Selected extract:
[Begin]

On Tue, Mar 15, 2022 at 4:29 AM Barry Song <21cnbao@...il.com> wrote:

<snipped>

> > I guess the main cause of the regression for the previous sequence
> > with 16 entries is that the ebizzy has a new allocated copy in
> > search_mem(), which is mapped and used only once in each loop.
> > and the temp copy can push out those hot chunks.
> >
> > Anyway, I understand it is a trade-off between warmly embracing new
> > pages and holding old pages tightly. Real user cases from phone, server,
> > desktop will be judging this better.

Thanks for all the details. I looked into them today and found no
regressions when running with your original program.

After I explain why, I hope you'd be convinced that using programs
like this one is not a good way to measure things :)

Problems:
1) Given the 2.5GB configuration and a sequence of cold/hot chunks, I
assume your program tries to simulate a handful of apps running on a
phone.  A short repeating sequence is closer to sequential access than
to real user behaviors, as I suggested last time. You could check out
how something similar is done here [1].
2) Under the same assumption (phone), C programs are very different
from Android apps in terms of runtime memory behaviors, e.g., JVM GC
[2].
3) Assuming you are interested in the runtime memory behavior of C/C++
programs, your program is still not very representative. All C/C++
programs I'm familiar with choose to link against TCmalloc, jemalloc
or implement their own allocators. GNU libc, IMO, has a small market
share nowadays.

[End]

What is required:
Continue the mailing-list reply about the memory benchmark, starting right after its final sentence, "GNU libc, IMO, has a small market share nowadays."

Records supplied:

[Begin]

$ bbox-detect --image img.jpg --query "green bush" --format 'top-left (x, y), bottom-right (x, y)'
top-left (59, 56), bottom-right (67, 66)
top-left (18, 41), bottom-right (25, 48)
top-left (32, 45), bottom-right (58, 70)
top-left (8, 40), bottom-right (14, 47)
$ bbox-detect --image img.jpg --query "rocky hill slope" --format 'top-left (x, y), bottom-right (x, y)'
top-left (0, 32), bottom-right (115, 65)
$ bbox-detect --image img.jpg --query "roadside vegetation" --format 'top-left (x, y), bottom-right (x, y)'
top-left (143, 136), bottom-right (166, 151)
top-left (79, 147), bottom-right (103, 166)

[End]
[Begin]

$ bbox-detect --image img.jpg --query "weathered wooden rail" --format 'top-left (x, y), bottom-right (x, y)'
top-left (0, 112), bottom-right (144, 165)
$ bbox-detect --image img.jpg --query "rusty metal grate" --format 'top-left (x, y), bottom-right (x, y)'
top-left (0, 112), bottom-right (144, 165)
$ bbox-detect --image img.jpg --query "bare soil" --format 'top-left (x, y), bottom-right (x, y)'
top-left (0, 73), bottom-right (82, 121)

[End]

Task answer:
4) TCmalloc/jemalloc are not only optimized for multithreading, they
are also THP aware. THP is very important when benchmarking page
reclaim, e.g., two similarly warm THPs can comprise 511+1 or 1+511 of
warm+cold 4K pages. The LRU algorithm that chooses more of the former
is at the disadvantage. Unless it's recommended by the applications
you are trying to benchmark, THP should be disabled. (Android
generally doesn't use THP.)
5) Swap devices are also important. Zram should NOT be used unless you
know your benchmark doesn't generate incompressible data. The LRU
algorithm that chooses more incompressible pages is at disadvantage.

Here is my result: on the same Snapdragon 7c + 2.5GB RAM + 1.5GB
ramdisk swap, with your original program compiled against libc malloc
and TCMalloc, to 32-bit and 64-bit binaries:

# cat /sys/kernel/mm/lru_gen/enabled
0x0003
# cat /sys/kernel/mm/transparent_hugepage/enabled
always madvise [never]

# modprobe brd rd_nr=1 rd_size=1572864
# if=/dev/zero of=/dev/ram0 bs=1M
# mkswap /dev/ram0
# swapoff -a
# swapon /dev/ram0

# ldd test_absl_32
        linux-vdso.so.1 (0xf6e7f000)
        libabsl_malloc.so.2103.0.1 =>
/usr/lib/libabsl_malloc.so.2103.0.1 (0xf6e23000)
        libpthread.so.0 => /lib/libpthread.so.0 (0xf6dff000)
        libc.so.6 => /lib/libc.so.6 (0xf6d07000)
        /lib/ld-linux-armhf.so.3 (0x09df0000)
        libabsl_base.so.2103.0.1 => /usr/lib/libabsl_base.so.2103.0.1
(0xf6ce5000)
        libabsl_raw_logging.so.2103.0.1 =>
/usr/lib/libabsl_raw_logging.so.2103.0.1 (0xf6cc4000)
        libabsl_spinlock_wait.so.2103.0.1 =>
/usr/lib/libabsl_spinlock_wait.so.2103.0.1 (0xf6ca3000)
        libc++.so.1 => /usr/lib/libc++.so.1 (0xf6c04000)
        libc++abi.so.1 => /usr/lib/libc++abi.so.1 (0xf6bcd000)
# file test_absl_64
test_absl_64: ELF 64-bit LSB executable, ARM aarch64, version 1
(SYSV), statically linked
# ldd test_gnu_32
        linux-vdso.so.1 (0xeabef000)
        libpthread.so.0 => /lib/libpthread.so.0 (0xeab92000)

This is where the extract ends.